» **Problem requirements**
Pull every line containing the word "face" out of the material below.

::::

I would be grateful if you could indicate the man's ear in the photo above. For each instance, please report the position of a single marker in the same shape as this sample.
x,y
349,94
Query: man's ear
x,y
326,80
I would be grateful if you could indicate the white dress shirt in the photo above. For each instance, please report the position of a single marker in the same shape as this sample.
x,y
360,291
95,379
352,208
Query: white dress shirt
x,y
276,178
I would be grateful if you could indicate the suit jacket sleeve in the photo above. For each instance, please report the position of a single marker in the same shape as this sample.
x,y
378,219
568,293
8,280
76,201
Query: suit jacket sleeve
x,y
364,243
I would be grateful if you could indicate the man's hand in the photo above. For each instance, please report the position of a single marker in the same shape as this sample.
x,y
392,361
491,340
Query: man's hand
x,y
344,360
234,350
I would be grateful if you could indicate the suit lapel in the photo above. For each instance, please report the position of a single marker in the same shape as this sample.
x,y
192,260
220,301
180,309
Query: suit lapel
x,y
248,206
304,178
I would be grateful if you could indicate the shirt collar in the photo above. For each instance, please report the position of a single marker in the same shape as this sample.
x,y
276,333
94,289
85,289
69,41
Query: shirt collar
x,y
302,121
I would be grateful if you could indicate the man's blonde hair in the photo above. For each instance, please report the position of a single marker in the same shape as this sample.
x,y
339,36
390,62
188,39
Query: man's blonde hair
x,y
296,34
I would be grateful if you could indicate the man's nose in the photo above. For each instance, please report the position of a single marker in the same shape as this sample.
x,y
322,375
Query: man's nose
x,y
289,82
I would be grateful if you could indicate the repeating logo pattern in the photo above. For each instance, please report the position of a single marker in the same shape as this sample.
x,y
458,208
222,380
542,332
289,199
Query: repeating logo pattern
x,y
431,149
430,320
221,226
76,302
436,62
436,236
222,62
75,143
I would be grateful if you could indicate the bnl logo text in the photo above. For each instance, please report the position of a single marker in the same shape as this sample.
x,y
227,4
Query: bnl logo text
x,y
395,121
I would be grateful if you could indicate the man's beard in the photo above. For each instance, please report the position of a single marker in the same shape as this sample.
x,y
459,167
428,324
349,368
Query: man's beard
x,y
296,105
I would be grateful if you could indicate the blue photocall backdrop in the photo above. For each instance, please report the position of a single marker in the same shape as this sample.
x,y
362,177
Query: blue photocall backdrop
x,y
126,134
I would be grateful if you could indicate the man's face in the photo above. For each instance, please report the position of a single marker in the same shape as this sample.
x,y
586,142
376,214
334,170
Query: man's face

::::

» **Solution for this task**
I would be grateful if you could indicate the man's face in the photo above. For each instance, please report the position of a single marker in the same shape as this sample.
Query: man's face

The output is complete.